- [The input]

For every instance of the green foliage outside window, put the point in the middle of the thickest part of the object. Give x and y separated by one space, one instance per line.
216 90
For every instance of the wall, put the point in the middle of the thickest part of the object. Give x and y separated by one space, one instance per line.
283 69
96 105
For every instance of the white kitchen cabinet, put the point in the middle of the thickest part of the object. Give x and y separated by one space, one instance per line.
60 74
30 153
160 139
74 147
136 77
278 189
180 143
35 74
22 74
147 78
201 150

- [What is needed] Set down all the entries again, word for word.

- [Task result]
For every instance of the green foliage outside window, put the point in the middle of the thickest part of the object. Give x and y separated by one space, one instance per line.
216 90
For every instance of the wall, put the point in the middle of the thickest part of the object. Give x and y separated by one space, one instance per line.
283 69
96 105
For every instance of the white kitchen cabinet, put the point in the middle of the thickest part of the object. Give x and y separated by one space, one instance per line.
60 74
30 153
160 139
74 147
136 77
278 189
180 143
35 74
22 74
147 78
201 150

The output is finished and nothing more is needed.